§ **TEXT SECTION**
— START —
Re: [DISCUSS] Rethink the abstraction of current client

Vinoth Chandar Tue, 02 Feb 2021 22:44:23 -0800

Sorry for the late reply. Standard excuse: 0.7.0 release.

+1 on the need to rethink this.


Some comments on issues in this thread IMO.

1. Agree that the hierarchy has gotten much taller now. and we need to
immediately pull back more code into hudi-client-common. IMO what we lack
is some kind of abstraction for the input data itself i.e
RDD<HoodieRecord>, DataSet<HoodieRecord>. I have had my fair share of
trying to merge these classes. it typically boils down to needing some rdd
method called in the Spark* class.
2. (not pushing back, just explaining). The current code split between the
WriteClient and HoodieTable/Subclasses is that WriteClient actually
contains all the runtime machinery and delegates individual operations to
the specific type of table. The *Operation classes you proposed, are very
similar to the ActionExecutor classes, we have today right?
3. On moving HoodieTable to hudi-common, I am bit undecided. HoodieTable
just has all the "write" operations. This stems from the fact that we write
data out using a bunch of different actions, but expose the same standard
way of querying via SQL from different engines. I am wondering if it
suffices to say rename HoodieTable to HoodieWritableTable or something to
make intent clearer. Moving to hudi-common, may not bring much value IMO,
unless reads can also be implemented there in the same way. But we all know
that each engine Hive,Spark,Presto all ahve different/non-standard ways of
integrating Hudi like table formats and as such, we have to work with a
bunch of different abstractions to list files, read stats or read records
out.
4. Fully agree with you all these Helper classes that have crept up. I
wanted to first trim up the ActionExecutor implementations before we did
multi-engine. but it kind of happened the other way around.

All that said, I am spending my time reading all (I mean all) query engine
abstractions for reading and writing. and want to start a RFC on a new
"bedrock" for the project.  Happy to combine efforts!
— END —
§ **EXERCISE**
Please transcribe everything in the client abstraction post from "4. Fully agree" down to "to combine efforts!".

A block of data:
— START —
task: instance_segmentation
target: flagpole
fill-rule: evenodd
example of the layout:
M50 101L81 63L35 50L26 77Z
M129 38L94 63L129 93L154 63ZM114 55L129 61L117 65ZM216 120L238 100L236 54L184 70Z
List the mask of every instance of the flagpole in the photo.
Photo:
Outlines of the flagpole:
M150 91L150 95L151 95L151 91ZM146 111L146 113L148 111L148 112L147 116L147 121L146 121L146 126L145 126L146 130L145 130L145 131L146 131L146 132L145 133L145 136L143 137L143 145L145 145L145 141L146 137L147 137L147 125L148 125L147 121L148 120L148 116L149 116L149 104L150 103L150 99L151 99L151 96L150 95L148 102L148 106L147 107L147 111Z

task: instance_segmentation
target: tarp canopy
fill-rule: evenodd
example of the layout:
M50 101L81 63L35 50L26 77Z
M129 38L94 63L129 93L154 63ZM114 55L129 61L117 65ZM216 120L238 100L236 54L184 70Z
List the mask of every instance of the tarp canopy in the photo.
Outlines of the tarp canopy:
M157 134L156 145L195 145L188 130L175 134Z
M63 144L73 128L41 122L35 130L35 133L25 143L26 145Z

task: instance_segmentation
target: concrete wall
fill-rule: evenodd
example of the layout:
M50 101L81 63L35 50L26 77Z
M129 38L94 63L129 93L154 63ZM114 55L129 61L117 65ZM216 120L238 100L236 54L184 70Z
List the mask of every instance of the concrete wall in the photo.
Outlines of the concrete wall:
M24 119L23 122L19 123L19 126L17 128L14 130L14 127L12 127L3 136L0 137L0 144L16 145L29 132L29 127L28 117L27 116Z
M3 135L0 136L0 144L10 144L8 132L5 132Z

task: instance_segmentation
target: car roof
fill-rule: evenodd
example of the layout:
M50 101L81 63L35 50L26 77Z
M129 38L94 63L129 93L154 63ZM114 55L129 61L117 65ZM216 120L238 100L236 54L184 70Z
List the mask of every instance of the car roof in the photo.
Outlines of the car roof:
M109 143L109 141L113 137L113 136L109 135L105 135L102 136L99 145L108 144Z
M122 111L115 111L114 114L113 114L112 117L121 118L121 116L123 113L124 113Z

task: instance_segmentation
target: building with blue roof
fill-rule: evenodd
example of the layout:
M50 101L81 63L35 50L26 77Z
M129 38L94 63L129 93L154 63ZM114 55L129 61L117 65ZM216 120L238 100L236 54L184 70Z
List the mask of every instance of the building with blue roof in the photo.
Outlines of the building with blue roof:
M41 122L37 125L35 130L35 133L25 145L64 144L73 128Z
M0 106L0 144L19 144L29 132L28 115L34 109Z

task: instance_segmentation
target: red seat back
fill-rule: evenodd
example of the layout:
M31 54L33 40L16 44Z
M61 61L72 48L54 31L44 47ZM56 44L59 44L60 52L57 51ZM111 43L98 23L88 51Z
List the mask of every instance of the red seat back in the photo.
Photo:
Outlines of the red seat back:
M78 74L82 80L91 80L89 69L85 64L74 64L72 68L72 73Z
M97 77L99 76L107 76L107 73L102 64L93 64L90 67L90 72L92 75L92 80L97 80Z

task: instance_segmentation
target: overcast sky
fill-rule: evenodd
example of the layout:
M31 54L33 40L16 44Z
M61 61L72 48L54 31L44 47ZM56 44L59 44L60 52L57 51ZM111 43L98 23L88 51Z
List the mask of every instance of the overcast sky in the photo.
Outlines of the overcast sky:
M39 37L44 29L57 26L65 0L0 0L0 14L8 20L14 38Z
— END —
— START —
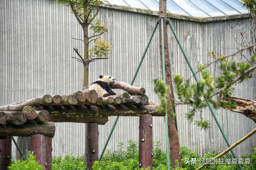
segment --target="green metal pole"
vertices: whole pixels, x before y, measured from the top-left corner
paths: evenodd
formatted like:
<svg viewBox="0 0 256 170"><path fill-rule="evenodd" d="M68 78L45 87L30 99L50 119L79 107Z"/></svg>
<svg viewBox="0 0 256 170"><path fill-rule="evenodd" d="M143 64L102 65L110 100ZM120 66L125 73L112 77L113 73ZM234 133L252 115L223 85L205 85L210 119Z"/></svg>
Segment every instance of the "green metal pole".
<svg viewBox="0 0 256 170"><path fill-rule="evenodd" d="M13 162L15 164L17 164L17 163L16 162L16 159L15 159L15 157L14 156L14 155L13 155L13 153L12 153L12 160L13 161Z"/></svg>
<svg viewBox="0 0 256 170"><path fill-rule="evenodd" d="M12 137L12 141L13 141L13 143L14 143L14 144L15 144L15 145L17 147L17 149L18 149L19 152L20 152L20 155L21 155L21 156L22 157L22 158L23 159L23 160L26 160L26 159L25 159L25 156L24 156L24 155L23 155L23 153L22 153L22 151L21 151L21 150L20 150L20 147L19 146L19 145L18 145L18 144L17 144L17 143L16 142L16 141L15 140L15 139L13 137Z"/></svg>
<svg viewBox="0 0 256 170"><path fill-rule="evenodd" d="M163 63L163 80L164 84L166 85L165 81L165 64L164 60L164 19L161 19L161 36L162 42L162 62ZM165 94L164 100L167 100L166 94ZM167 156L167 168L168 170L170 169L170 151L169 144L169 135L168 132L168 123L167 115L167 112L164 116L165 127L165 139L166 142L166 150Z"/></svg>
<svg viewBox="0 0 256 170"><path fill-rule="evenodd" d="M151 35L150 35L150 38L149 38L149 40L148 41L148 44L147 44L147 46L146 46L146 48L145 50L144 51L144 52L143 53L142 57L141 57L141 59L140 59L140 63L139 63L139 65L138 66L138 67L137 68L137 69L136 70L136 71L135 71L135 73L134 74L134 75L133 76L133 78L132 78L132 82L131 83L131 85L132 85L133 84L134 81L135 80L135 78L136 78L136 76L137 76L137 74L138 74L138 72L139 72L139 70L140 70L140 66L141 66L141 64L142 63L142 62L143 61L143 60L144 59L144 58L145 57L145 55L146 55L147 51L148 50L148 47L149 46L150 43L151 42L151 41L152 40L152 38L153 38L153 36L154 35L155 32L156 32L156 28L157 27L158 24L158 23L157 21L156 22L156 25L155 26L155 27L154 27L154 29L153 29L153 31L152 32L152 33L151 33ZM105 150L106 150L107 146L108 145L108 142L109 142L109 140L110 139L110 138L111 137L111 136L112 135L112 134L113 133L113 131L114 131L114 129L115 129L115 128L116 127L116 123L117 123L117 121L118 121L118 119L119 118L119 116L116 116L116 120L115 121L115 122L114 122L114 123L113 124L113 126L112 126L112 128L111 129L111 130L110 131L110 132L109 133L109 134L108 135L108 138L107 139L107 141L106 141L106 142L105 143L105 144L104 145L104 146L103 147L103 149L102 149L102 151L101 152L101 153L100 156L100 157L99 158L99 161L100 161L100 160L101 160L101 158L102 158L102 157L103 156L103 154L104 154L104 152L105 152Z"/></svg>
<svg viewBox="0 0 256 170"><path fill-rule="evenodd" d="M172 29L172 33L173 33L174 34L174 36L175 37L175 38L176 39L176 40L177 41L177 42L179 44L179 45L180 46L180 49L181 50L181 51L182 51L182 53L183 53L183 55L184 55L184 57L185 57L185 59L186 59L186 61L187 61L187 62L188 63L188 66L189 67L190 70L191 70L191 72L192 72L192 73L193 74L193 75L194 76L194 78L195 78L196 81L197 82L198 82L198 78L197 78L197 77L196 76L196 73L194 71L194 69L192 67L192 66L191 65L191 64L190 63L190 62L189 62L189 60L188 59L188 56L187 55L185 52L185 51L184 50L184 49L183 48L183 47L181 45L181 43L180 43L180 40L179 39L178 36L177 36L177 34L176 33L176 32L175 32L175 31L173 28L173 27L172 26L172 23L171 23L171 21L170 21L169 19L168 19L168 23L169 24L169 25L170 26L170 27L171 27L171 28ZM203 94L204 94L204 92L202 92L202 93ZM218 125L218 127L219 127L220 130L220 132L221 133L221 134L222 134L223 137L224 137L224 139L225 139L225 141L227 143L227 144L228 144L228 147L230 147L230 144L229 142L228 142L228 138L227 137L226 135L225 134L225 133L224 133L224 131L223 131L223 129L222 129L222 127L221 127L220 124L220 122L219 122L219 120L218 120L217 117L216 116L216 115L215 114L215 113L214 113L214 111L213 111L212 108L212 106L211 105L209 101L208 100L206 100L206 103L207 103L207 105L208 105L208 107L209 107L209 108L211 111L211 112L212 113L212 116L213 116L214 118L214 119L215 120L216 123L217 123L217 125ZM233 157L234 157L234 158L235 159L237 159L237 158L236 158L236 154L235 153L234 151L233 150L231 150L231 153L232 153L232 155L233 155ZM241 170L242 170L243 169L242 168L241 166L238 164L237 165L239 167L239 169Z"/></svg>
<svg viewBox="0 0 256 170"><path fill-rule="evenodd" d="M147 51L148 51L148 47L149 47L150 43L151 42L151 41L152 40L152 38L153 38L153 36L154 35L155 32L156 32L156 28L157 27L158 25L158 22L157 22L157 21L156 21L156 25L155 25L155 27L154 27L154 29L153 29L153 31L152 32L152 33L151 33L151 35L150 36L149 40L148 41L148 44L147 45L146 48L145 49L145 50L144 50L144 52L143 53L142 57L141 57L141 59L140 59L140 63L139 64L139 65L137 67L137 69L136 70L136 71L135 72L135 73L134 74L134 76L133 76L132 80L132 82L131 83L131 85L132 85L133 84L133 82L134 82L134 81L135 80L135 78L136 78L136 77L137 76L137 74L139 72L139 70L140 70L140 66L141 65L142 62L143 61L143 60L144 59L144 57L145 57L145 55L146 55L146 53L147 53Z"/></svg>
— END —
— START —
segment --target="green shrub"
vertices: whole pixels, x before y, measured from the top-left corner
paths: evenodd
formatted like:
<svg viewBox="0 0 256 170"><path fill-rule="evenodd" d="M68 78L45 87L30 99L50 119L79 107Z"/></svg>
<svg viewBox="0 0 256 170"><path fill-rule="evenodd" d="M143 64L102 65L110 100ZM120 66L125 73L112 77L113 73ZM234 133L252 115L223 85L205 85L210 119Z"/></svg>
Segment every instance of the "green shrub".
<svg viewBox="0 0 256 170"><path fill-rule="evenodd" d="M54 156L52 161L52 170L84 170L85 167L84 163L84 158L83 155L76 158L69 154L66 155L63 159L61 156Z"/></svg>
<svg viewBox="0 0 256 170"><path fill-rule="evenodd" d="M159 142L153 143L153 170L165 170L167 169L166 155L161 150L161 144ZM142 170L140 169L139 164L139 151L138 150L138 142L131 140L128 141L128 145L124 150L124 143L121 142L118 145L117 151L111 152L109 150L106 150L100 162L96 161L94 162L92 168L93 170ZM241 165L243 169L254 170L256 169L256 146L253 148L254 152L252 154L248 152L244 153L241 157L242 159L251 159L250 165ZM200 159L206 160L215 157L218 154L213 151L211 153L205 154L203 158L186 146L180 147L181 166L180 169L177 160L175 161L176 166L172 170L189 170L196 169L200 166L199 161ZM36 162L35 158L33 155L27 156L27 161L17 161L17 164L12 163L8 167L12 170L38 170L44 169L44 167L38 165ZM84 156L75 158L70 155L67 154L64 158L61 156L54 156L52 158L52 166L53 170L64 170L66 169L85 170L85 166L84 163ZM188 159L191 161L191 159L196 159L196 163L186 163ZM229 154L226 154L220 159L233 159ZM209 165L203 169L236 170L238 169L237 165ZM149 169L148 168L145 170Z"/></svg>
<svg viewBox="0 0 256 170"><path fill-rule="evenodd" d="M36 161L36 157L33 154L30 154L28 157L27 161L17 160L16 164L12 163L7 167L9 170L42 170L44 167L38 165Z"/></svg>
— END —
§ **TASK RESULT**
4. Fully agree with you all these Helper classes that have crept up. I
wanted to first trim up the ActionExecutor implementations before we did
multi-engine. but it kind of happened the other way around.

All that said, I am spending my time reading all (I mean all) query engine
abstractions for reading and writing. and want to start a RFC on a new
"bedrock" for the project.  Happy to combine efforts!